Your goal:
Copy every entry exactly.

___ Given records

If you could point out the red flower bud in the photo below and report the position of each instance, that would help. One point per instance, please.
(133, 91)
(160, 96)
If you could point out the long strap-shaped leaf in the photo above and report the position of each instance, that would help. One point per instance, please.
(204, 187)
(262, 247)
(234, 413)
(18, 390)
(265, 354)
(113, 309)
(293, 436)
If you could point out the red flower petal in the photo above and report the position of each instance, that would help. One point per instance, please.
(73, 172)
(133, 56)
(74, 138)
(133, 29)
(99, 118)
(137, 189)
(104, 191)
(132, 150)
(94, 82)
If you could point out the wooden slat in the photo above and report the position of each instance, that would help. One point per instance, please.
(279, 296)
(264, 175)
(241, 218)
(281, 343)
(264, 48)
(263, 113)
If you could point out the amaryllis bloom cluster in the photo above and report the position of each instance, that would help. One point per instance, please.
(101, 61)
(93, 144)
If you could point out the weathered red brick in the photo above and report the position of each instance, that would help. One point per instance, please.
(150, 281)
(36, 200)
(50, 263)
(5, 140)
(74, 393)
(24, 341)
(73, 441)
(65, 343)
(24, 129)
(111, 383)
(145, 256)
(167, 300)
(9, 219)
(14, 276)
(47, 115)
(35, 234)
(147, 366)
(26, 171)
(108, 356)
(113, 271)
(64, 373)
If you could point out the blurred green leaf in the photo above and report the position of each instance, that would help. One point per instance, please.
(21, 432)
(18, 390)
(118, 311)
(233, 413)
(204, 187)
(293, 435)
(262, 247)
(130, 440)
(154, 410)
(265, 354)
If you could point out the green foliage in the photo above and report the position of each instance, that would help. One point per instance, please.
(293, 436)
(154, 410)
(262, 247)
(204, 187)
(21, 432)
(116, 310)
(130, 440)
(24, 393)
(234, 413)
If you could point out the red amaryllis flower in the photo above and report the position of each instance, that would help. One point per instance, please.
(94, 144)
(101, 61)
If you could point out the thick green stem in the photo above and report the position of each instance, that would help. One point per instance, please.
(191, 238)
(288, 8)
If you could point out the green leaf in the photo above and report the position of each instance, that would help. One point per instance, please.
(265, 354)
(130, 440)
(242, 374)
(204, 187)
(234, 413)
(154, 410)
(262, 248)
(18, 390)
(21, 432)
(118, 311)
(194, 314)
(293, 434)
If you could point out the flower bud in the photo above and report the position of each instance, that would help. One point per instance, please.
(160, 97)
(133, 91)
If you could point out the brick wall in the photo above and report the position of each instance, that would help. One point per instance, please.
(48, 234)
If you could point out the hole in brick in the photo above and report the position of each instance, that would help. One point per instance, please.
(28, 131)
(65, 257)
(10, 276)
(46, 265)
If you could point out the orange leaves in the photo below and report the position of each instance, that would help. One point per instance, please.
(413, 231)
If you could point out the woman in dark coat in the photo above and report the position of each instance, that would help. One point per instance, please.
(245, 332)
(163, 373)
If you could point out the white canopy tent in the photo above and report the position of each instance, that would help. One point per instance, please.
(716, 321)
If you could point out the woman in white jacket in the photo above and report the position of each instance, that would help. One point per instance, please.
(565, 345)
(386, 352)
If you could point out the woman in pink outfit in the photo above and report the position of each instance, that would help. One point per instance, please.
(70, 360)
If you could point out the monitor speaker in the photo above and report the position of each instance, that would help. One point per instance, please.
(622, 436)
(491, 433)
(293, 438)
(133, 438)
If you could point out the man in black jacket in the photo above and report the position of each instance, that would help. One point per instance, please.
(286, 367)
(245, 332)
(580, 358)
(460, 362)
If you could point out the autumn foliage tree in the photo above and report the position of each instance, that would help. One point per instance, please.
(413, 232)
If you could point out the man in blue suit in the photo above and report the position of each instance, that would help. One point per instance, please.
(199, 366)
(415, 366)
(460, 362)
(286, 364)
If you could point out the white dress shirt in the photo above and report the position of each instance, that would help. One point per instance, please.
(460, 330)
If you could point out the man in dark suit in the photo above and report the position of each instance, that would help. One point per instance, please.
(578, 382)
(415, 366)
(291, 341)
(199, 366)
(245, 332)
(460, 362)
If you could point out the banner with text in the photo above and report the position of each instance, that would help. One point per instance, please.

______

Response to this task:
If you could point out the red flower bud in the photo below and report the position of each instance, that would help. One point per instance, please.
(133, 91)
(160, 96)
If you could point out the long strap-shaped leaf in the photo above and report the position of each instance, that would help. One point per instance, please.
(204, 187)
(262, 247)
(234, 413)
(18, 390)
(265, 354)
(113, 309)
(293, 436)
If you could point out the red flower petal in the photo above and report the position of each instance, that would help. One point per instance, please.
(73, 172)
(133, 56)
(74, 138)
(133, 29)
(99, 118)
(137, 189)
(104, 191)
(132, 150)
(94, 82)
If you could point out the wooden slat in the photo above and report the position of each instance, that would help. One point per instance, please.
(279, 296)
(264, 175)
(241, 218)
(281, 343)
(264, 48)
(263, 113)
If you could point out the amaryllis bloom cluster in the photo above and report the position of each instance, that would help. One point per instance, please.
(101, 61)
(93, 144)
If you could point out the weathered red brick in the photo above and report the position of each instance, that would help. One point per instance, please.
(150, 281)
(36, 200)
(50, 263)
(5, 140)
(74, 393)
(24, 341)
(73, 441)
(65, 343)
(24, 129)
(111, 383)
(145, 256)
(167, 300)
(9, 219)
(14, 276)
(47, 115)
(35, 234)
(147, 366)
(26, 171)
(108, 356)
(113, 271)
(64, 373)
If you could point out the blurred green leaf in the photo above and report the position of each instance, that would help. One point per instance, please.
(21, 432)
(18, 390)
(118, 311)
(233, 413)
(204, 187)
(293, 435)
(262, 247)
(130, 440)
(154, 410)
(265, 354)
If you could point out the green foliage in the photo above and report the position of each instance, that would help. One point per instance, please.
(293, 436)
(154, 410)
(262, 247)
(204, 187)
(21, 432)
(116, 310)
(130, 440)
(24, 393)
(234, 413)
If you could point out the red amaryllis flower in the photo above and report the position of each instance, that would help. One point per instance, please.
(94, 144)
(101, 61)
If you could point out the thick green stem in the photo above and report the position of each instance, that would help. One point per instance, please.
(191, 238)
(288, 8)
If you could point out the green leaf in the photo above and report the position of each instance, that would help. One point per instance, please.
(265, 354)
(130, 440)
(242, 374)
(204, 187)
(234, 413)
(154, 410)
(262, 248)
(18, 390)
(21, 432)
(118, 311)
(194, 314)
(293, 434)
If you could point out the flower bud in the photo above and report the position of each instance, that would help. One point per instance, please.
(160, 97)
(133, 91)
If you could point out the brick wall in the photo above and report the position of each instance, that would help. One point per instance, please.
(48, 234)
If you could point out the hole in brick in the photo above and report the position of each instance, that would help. One point per instance, please.
(28, 131)
(65, 257)
(10, 276)
(46, 265)
If you could point out the orange leaves in the photo below and report the position of each instance, that would help. One point per instance, please.
(413, 231)
If you could point out the woman in dark coat in the photo above and report the position of each instance, that would help. One point per instance, please.
(245, 332)
(163, 373)
If you could point out the white canopy tent in the photo above and report the position of each instance, that would help. One point per instance, please.
(716, 321)
If you could point out the woman in white jacket in the photo above and report the position of each instance, that would help. One point per instance, please.
(565, 345)
(386, 352)
If you could point out the woman in pink outfit in the photo above and report the position of each instance, that would help. One point per instance, please.
(70, 360)
If you could point out the monitor speaker in the photo above and report the position of each instance, that would help. One point per instance, please.
(622, 436)
(491, 433)
(293, 438)
(133, 438)
If you could point out the man in black jacket in the photo above and report the position of each instance, that would help. One point per instance, please.
(286, 367)
(245, 332)
(580, 358)
(460, 362)
If you could point out the autumn foliage tree in the photo above and report the position of each instance, that would help. One point per instance, please.
(413, 232)
If you could point out the man in blue suit in the photo above and report the position of each instance, that would help. One point per instance, please.
(199, 366)
(415, 366)
(460, 362)
(286, 364)
If you could point out the white dress shirt in the photo above and report the position of each instance, that would help. One point per instance, please.
(460, 330)
If you could point out the man in dark suit in the photo above and report the position of each instance, that would help. One point per instance, please.
(578, 382)
(415, 366)
(291, 341)
(199, 366)
(245, 332)
(460, 362)
If you could point out the banner with text in the photo above and report the position of each instance, that would help. One point per instance, please.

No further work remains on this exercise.